Exercise passage
Ok say you came across an older strain that you wanted to preserve/hunt/generally fuck around with.
You have 10-20 seed
What is the best way to preserve the strain?
I'm thinking popping all of them in a breeding tent and letting all males and females grow and do their thing and make a whack of seed.
Is this the way to go or would you pick out phenos you like and breed them.
Generally, preserving a line is achieved by open pollination of all males and females. This aims to keep the genetic potential of the line as open as possible to be able to pull the widest array of phenotypes that are still considered the strain you’d like to preserve.
The moment you start selecting phenotypes to move forward into the next generation, you’ve moved from pure preservation, into imparting your breeding preferences to the line. There is nothing necessarily wrong with this approach, especially if you only intend to generally fuck around with the line.

Task goal
Copy the post about preserving an older strain, starting at "You have 10-20" and ending at "and breed them.", and substitute "grow room" for "breeding tent".

Data
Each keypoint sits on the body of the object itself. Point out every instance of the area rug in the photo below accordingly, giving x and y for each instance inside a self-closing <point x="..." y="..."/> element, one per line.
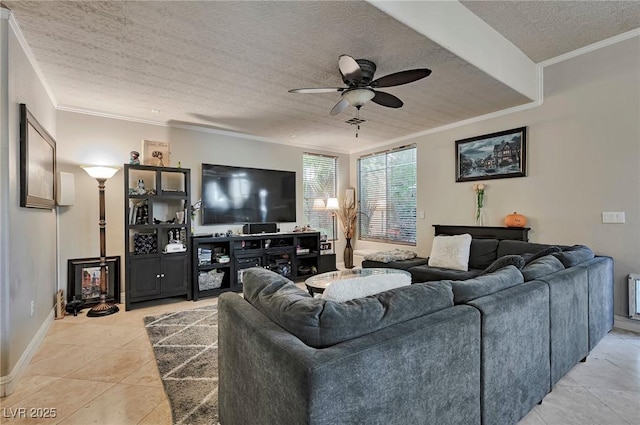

Exercise solution
You have 10-20 seed
What is the best way to preserve the strain?
I'm thinking popping all of them in a grow room and letting all males and females grow and do their thing and make a whack of seed.
Is this the way to go or would you pick out phenos you like and breed them.